[Extracted information — start]

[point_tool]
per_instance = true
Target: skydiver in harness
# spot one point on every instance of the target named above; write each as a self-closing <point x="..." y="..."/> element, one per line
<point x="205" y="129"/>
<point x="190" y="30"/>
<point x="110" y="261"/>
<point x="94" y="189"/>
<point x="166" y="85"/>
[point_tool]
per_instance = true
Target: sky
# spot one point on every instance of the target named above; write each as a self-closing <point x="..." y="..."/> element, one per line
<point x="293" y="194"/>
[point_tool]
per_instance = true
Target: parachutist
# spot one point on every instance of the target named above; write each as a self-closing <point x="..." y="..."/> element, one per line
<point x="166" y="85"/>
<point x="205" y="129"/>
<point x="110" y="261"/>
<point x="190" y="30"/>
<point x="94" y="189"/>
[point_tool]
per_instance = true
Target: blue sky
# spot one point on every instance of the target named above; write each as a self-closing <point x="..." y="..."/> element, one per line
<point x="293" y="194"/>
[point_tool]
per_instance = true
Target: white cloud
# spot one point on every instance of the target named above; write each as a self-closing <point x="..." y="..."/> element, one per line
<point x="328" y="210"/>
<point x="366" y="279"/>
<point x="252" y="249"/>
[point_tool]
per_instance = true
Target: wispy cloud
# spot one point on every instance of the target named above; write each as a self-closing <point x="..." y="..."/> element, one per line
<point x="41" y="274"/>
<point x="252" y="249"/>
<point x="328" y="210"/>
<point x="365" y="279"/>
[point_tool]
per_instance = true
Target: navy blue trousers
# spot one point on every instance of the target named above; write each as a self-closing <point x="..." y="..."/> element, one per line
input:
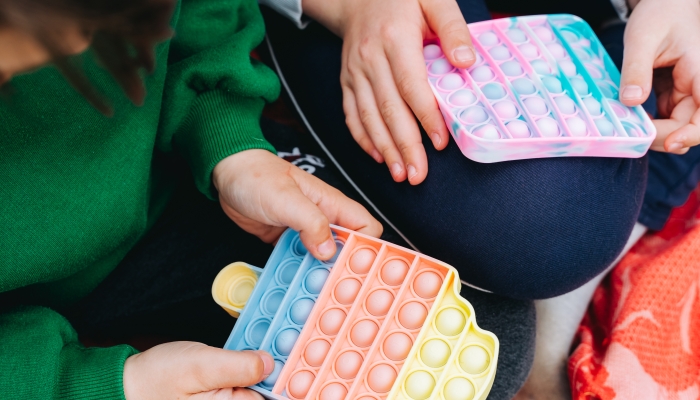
<point x="526" y="229"/>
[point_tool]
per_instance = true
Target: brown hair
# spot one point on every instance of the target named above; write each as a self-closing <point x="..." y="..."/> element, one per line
<point x="124" y="34"/>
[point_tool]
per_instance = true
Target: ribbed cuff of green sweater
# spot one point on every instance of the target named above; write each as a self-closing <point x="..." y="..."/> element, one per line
<point x="218" y="126"/>
<point x="92" y="373"/>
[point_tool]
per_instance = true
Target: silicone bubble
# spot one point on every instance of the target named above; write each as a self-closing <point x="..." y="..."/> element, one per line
<point x="348" y="364"/>
<point x="435" y="353"/>
<point x="300" y="310"/>
<point x="379" y="302"/>
<point x="333" y="391"/>
<point x="605" y="127"/>
<point x="488" y="39"/>
<point x="529" y="50"/>
<point x="451" y="81"/>
<point x="419" y="385"/>
<point x="427" y="284"/>
<point x="593" y="106"/>
<point x="543" y="33"/>
<point x="493" y="91"/>
<point x="361" y="261"/>
<point x="299" y="383"/>
<point x="576" y="126"/>
<point x="397" y="345"/>
<point x="440" y="66"/>
<point x="541" y="67"/>
<point x="536" y="106"/>
<point x="500" y="53"/>
<point x="412" y="315"/>
<point x="315" y="279"/>
<point x="552" y="84"/>
<point x="548" y="127"/>
<point x="487" y="131"/>
<point x="346" y="290"/>
<point x="450" y="321"/>
<point x="463" y="97"/>
<point x="432" y="51"/>
<point x="565" y="104"/>
<point x="474" y="359"/>
<point x="482" y="73"/>
<point x="459" y="389"/>
<point x="506" y="109"/>
<point x="394" y="271"/>
<point x="516" y="35"/>
<point x="518" y="129"/>
<point x="474" y="115"/>
<point x="331" y="321"/>
<point x="272" y="378"/>
<point x="512" y="68"/>
<point x="363" y="333"/>
<point x="524" y="86"/>
<point x="567" y="67"/>
<point x="316" y="352"/>
<point x="285" y="341"/>
<point x="381" y="378"/>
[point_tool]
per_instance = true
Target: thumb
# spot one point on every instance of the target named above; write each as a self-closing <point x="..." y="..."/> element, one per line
<point x="637" y="65"/>
<point x="445" y="19"/>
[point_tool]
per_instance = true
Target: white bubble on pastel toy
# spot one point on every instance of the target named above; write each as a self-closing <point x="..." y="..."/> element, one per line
<point x="536" y="105"/>
<point x="548" y="127"/>
<point x="518" y="129"/>
<point x="500" y="53"/>
<point x="593" y="106"/>
<point x="432" y="51"/>
<point x="512" y="68"/>
<point x="487" y="131"/>
<point x="524" y="86"/>
<point x="516" y="35"/>
<point x="506" y="109"/>
<point x="543" y="33"/>
<point x="580" y="86"/>
<point x="462" y="98"/>
<point x="493" y="91"/>
<point x="529" y="50"/>
<point x="565" y="104"/>
<point x="552" y="84"/>
<point x="488" y="39"/>
<point x="440" y="66"/>
<point x="576" y="126"/>
<point x="474" y="115"/>
<point x="482" y="73"/>
<point x="541" y="67"/>
<point x="451" y="81"/>
<point x="605" y="127"/>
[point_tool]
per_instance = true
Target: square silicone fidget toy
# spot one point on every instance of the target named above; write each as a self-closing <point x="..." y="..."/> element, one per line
<point x="376" y="322"/>
<point x="542" y="86"/>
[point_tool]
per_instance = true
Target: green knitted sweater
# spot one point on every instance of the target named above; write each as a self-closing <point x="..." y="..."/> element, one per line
<point x="78" y="190"/>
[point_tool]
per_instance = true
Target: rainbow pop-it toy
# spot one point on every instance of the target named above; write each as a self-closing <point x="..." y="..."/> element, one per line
<point x="376" y="322"/>
<point x="542" y="86"/>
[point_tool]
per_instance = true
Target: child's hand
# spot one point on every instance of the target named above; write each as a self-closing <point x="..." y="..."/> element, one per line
<point x="264" y="194"/>
<point x="383" y="73"/>
<point x="663" y="37"/>
<point x="188" y="370"/>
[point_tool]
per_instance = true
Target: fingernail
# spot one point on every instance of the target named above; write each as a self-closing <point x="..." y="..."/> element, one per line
<point x="396" y="169"/>
<point x="327" y="248"/>
<point x="632" y="92"/>
<point x="464" y="54"/>
<point x="411" y="171"/>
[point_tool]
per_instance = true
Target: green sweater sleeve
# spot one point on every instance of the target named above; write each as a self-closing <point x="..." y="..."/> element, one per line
<point x="42" y="359"/>
<point x="214" y="92"/>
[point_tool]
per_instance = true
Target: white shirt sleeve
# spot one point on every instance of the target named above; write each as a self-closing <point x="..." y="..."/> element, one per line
<point x="290" y="9"/>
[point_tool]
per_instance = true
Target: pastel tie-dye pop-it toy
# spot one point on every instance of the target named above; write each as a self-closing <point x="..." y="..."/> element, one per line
<point x="542" y="86"/>
<point x="376" y="322"/>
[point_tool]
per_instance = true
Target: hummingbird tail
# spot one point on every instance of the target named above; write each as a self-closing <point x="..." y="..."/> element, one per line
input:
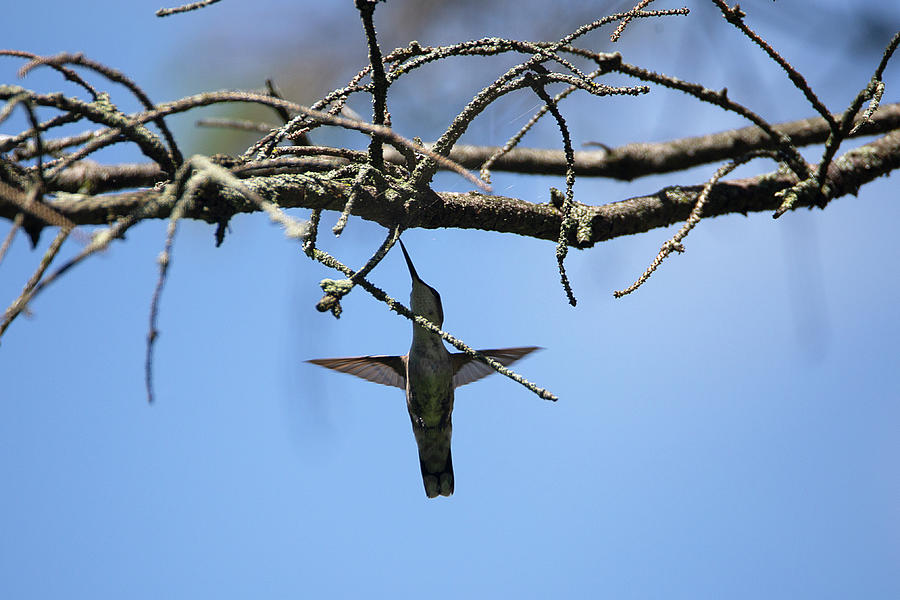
<point x="438" y="482"/>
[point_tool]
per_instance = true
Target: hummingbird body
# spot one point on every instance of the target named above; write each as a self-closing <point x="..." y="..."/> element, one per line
<point x="429" y="374"/>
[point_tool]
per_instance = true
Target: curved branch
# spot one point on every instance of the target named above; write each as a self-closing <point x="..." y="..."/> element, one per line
<point x="496" y="213"/>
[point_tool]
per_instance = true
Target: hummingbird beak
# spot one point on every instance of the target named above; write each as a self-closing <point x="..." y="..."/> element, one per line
<point x="412" y="269"/>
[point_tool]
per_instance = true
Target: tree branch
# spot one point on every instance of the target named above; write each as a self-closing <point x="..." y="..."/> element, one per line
<point x="493" y="213"/>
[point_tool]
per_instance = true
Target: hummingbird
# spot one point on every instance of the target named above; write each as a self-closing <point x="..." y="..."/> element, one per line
<point x="429" y="374"/>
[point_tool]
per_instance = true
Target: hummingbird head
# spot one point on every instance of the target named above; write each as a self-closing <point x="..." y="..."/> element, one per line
<point x="424" y="299"/>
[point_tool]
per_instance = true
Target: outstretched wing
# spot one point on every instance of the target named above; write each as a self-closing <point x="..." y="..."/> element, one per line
<point x="466" y="370"/>
<point x="386" y="370"/>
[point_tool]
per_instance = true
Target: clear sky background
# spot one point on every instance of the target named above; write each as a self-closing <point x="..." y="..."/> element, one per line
<point x="732" y="430"/>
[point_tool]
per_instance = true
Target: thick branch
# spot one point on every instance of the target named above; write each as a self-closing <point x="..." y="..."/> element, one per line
<point x="496" y="213"/>
<point x="625" y="162"/>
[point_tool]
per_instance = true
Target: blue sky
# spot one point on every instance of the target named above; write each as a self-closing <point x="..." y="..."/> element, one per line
<point x="729" y="431"/>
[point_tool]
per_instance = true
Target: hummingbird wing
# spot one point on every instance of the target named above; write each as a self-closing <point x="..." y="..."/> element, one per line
<point x="466" y="369"/>
<point x="386" y="370"/>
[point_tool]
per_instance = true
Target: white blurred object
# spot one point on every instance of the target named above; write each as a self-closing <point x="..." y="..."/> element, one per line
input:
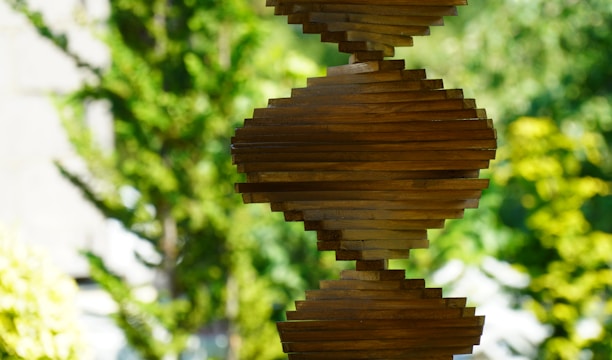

[Extracted information — finish]

**The task**
Some lines of the records above may hold the word "cloud". Report how many, and nothing else.

**Answer below**
2